#### [What you need to do]
The answer must match the material word for word, with every line included.

#### [Exercise material]
.....

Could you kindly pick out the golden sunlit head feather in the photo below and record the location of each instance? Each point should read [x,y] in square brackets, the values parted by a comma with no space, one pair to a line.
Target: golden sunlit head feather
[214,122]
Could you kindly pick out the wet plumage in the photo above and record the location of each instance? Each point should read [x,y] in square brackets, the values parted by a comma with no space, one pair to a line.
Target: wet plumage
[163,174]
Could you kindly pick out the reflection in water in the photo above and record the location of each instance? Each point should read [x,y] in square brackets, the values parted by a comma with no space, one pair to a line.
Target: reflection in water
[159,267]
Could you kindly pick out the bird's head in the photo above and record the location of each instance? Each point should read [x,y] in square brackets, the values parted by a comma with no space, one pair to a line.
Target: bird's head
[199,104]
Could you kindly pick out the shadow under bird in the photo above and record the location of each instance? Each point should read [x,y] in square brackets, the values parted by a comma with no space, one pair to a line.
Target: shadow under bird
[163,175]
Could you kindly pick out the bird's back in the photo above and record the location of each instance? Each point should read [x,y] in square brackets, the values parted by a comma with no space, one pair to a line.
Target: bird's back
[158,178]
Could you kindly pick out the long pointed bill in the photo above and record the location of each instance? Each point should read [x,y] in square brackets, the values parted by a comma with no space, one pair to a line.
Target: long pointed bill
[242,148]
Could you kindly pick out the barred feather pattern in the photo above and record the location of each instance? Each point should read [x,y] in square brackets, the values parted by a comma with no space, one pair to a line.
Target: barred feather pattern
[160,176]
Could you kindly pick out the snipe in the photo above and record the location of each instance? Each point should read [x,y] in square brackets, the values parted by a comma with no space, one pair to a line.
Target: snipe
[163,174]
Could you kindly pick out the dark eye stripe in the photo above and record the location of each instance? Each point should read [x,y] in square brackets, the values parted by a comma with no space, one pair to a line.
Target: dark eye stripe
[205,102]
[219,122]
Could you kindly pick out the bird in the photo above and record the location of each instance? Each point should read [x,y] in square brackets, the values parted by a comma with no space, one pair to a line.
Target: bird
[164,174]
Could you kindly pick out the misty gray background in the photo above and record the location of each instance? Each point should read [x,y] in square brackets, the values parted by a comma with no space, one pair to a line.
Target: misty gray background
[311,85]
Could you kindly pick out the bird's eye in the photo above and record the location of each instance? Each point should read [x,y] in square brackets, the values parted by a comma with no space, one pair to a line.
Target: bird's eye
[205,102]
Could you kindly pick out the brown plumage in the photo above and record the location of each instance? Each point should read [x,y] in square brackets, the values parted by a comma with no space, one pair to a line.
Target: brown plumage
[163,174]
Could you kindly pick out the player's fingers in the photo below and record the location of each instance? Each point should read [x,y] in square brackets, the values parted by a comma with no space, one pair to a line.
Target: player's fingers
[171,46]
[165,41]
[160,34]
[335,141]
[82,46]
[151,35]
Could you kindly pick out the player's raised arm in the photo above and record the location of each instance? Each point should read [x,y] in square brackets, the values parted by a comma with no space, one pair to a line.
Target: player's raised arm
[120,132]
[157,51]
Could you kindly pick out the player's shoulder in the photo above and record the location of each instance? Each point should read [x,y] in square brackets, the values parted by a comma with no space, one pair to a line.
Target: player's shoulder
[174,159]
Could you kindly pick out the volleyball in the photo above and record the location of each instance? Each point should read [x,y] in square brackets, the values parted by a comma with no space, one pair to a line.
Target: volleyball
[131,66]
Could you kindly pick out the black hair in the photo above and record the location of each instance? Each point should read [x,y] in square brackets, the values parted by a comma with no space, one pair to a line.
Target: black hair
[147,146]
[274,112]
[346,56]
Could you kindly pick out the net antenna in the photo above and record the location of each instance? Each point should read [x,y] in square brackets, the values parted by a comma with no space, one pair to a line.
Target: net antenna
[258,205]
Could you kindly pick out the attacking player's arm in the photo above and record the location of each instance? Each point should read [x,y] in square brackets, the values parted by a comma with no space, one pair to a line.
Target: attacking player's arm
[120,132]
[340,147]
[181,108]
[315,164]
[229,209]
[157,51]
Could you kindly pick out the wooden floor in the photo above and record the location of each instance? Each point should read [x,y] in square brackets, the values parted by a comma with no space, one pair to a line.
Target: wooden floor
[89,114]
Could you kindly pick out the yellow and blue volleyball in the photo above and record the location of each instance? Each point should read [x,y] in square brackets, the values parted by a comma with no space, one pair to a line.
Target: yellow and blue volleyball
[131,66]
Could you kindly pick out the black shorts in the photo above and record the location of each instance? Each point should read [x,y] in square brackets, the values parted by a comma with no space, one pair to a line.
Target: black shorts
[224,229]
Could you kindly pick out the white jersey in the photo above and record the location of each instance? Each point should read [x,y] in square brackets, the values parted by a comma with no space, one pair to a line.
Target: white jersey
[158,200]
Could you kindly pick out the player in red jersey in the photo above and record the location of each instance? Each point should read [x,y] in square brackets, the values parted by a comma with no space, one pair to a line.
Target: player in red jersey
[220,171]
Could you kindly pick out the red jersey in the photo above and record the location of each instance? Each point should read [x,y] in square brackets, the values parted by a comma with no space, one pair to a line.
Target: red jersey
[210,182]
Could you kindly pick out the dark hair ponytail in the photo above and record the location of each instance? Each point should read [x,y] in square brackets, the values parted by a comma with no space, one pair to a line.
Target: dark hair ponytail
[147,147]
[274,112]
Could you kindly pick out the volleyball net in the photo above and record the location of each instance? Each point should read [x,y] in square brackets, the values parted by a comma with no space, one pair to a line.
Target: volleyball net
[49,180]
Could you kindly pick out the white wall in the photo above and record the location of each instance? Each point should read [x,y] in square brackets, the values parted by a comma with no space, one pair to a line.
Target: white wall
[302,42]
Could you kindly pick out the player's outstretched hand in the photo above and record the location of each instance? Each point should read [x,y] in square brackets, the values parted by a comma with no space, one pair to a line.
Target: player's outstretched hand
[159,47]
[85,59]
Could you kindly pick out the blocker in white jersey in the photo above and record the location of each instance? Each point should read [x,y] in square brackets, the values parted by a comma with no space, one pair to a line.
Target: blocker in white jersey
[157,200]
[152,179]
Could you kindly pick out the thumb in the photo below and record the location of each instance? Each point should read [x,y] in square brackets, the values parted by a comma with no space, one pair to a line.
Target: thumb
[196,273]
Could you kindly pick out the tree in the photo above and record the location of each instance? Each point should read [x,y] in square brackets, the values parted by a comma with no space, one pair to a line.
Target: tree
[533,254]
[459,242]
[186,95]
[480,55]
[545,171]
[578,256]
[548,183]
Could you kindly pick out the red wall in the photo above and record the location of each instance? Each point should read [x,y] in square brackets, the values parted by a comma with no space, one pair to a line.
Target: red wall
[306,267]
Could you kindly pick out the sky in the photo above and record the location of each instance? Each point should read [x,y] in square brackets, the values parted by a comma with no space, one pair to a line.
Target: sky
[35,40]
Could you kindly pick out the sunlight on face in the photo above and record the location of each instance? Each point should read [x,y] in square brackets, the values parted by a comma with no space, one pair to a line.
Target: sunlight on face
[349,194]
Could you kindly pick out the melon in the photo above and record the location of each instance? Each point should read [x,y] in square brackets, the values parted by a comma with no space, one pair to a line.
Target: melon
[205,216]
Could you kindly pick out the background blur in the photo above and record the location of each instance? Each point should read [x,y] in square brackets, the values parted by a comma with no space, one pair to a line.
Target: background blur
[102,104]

.....

#### [Answer space]
Could you kindly pick out the golden sunlit head feather in the photo below and record the location of each instance? Each point should read [x,y] in square brackets, the values parted by a comma with no space, one pair to a line.
Target: golden sunlit head feather
[214,122]
Could you kindly pick out the wet plumage in the photo above and record the location of each instance? Each point should read [x,y] in square brackets, the values parted by a comma with no space, one pair to a line.
Target: wet plumage
[163,174]
Could you kindly pick out the reflection in water in the photo above and record the location of each instance? Each point should read [x,y] in square brackets, the values parted by a comma with no space, one pair to a line.
Target: reflection in water
[159,267]
Could you kindly pick out the bird's head in the photo above and record the location of each instance? Each point should read [x,y] in square brackets, the values parted by a comma with no space, one pair to a line.
Target: bird's head
[199,104]
Could you kindly pick out the shadow under bird in the photo above and record the location of each instance? Each point should read [x,y] in square brackets, the values parted by a comma with no space, one pair to a line.
Target: shadow under bird
[163,175]
Could you kindly pick out the bird's back in the photo above and record the location of each instance? Each point should read [x,y] in square brackets, the values parted by a comma with no space, one pair to a line.
Target: bird's back
[158,178]
Could you kindly pick out the long pointed bill in the photo above and record the location of each instance? Each point should read [x,y] in square brackets, the values parted by a comma with no space, one pair to a line.
Target: long pointed bill
[242,148]
Could you kindly pick out the barred feather pattern in the photo above and record the location of each instance? Each point should read [x,y] in square brackets, the values parted by a comma with no space, one pair to a line.
Target: barred feather pattern
[160,176]
Could you kindly pick out the snipe in the photo above and record the location of each instance? Each point should read [x,y] in square brackets, the values parted by a comma with no space, one pair to a line.
Target: snipe
[163,174]
Could you kindly pick out the dark eye stripe in the photo above and record the location of each instance? Each point should read [x,y] in square brackets, the values parted by a comma with no space, one pair to a line.
Target: dark eye stripe
[205,102]
[219,122]
Could you kindly pick out the bird in the photo above and record the location of each instance? Each point should read [x,y] in square brackets, the values parted by a comma with no space, one pair to a line.
Target: bird
[164,174]
Could you kindly pick out the misty gray background in the photo above and record the location of each instance? Each point should read [x,y] in square brackets, the values parted by a comma with no space, one pair to a line.
Target: misty gray background
[311,85]
Could you kindly pick out the bird's eye in the photo above and record the location of each instance? Each point should read [x,y] in square brackets, the values parted by a comma with no space, one pair to a line.
Target: bird's eye
[205,102]
Could you kindly pick out the brown plumage in the photo above and record the location of each instance? Each point should read [x,y] in square brackets, the values parted by a comma with no space, one pair to a line.
Target: brown plumage
[163,174]
Could you kindly pick out the player's fingers in the photo below and record the location of each instance? Each point should read [x,y] in square brackets, the values parted by a comma with no space, one pair to a line.
Target: player's fingers
[171,46]
[165,41]
[160,34]
[335,141]
[82,46]
[151,35]
Could you kindly pick out the player's raised arm in the photo above and record the location of each instance? Each point should read [x,y] in square brackets, the values parted by a comma with no space, one pair to a line.
Target: player's raised arm
[120,132]
[157,51]
Could you kindly pick out the player's shoulder in the photo above and record the location of each instance? Each point should read [x,y] in square brackets, the values parted by a comma with no space, one pair to a line.
Target: player's shoulder
[174,159]
Could you kindly pick out the volleyball in the photo above and record the location of each instance? Each point should read [x,y] in square brackets, the values parted by a comma with no space, one pair to a line.
Target: volleyball
[131,66]
Could you kindly pick out the black hair in the photo above and record the location of each instance? Each point should read [x,y] in square brackets, the values parted by a comma with no space, one pair to a line.
Target: black hair
[147,146]
[274,112]
[346,56]
Could you kindly pick out the net antenna in the photo above and record the location of each instance? Each point should read [x,y] in square brackets, the values parted by a comma with no space, one pair to a line.
Target: net antenna
[258,205]
Could you kindly pick out the attacking player's arm in the photo above and record the location of each instance? Each point should read [x,y] in square brackets, the values parted by a comma with no space, one pair to a line.
Target: attacking player's arm
[120,132]
[340,147]
[181,108]
[315,164]
[229,209]
[157,51]
Could you kindly pick out the wooden floor in the photo above and record the location of each instance? Each point should read [x,y] in square brackets, the values parted by a comma with no space, one pair to a line.
Target: wooden floor
[89,114]
Could you kindly pick out the yellow and blue volleyball in the photo above and record the location of each instance? Each point should read [x,y] in square brackets, the values parted by a comma with no space, one pair to a line.
Target: yellow and blue volleyball
[131,66]
Could you kindly pick out the black shorts in the photo above and record the location of each instance? Each point should read [x,y] in square brackets, the values parted by a comma with no space, one pair to a line.
Target: black shorts
[224,229]
Could you kindly pick out the white jersey in the photo above and record the location of each instance? Each point should read [x,y] in square brackets, the values parted by a comma with no space, one pair to a line.
Target: white jersey
[158,200]
Could you kindly pick out the player in red jersey in the photo above and record the location of each instance? Each point should read [x,y] in square brackets, the values parted by a comma with no space, one pair to a line.
Target: player in red jersey
[220,171]
Could you kindly pick out the red jersey in the photo above and record the location of each instance? Each point should read [x,y] in square brackets, the values parted by a comma with no space, one pair to a line.
Target: red jersey
[210,182]
Could you kindly pick out the dark hair ponytail in the photo above and record the location of each instance? Each point should read [x,y] in square brackets, the values parted by a comma with no space, one pair to a line.
Target: dark hair ponytail
[147,147]
[274,112]
Could you kindly pick out the volleyball net in the photo above and record the location of each instance? Each point should read [x,y] in square brackets, the values parted by a comma with no space, one pair to a line.
Target: volleyball net
[49,180]
Could you kindly pick out the white wall in the photo above and record the location of each instance? Each point should read [x,y] in square brackets, the values parted by a comma with no space, one pair to a line.
Target: white wall
[302,42]
Could you kindly pick out the player's outstretched hand in the photo above and record the location of each instance? Each point should read [x,y] in square brackets, the values parted by a comma with no space, one pair to a line.
Target: player's outstretched hand
[159,47]
[85,59]
Could you kindly pick out the blocker in white jersey in the photo above and record the location of each instance? Each point should read [x,y] in square brackets, the values parted by a comma with no space, one pair to a line.
Target: blocker in white jersey
[157,200]
[152,179]
Could you kindly pick out the thumb in the photo below and record the location of each instance? Each point should read [x,y] in square brackets, the values parted by a comma with no space, one pair to a line.
Target: thumb
[196,273]
Could you kindly pick out the tree in the photo above and record the location of each instance? Each point should read [x,y] in square brackets, the values parted by a comma with no space, one pair to a line.
Target: tree
[533,254]
[459,242]
[186,95]
[480,55]
[545,171]
[578,256]
[548,183]
Could you kindly pick out the red wall in the photo above and record the location of each instance? Each point should read [x,y] in square brackets, the values parted by a comma with no space, one pair to a line.
Target: red wall
[306,267]
Could you kindly pick out the sky in the photo above and record the location of each instance? Each point should read [x,y] in square brackets, the values parted by a comma with no space, one pair to a line.
Target: sky
[35,40]
Could you kindly pick out the sunlight on face in the photo above and record the location of each instance? Each point should read [x,y] in square brackets, the values parted by a comma with no space, one pair to a line.
Target: sunlight on face
[349,194]
Could you kindly pick out the melon in the photo above and record the location of each instance? Each point should read [x,y] in square brackets, the values parted by a comma with no space, one pair to a line.
Target: melon
[205,216]
Could you kindly pick out the background blur in the photo above and record the location of each instance? Each point should read [x,y] in square brackets, the values parted by a comma with no space, one pair to a line.
Target: background blur
[102,104]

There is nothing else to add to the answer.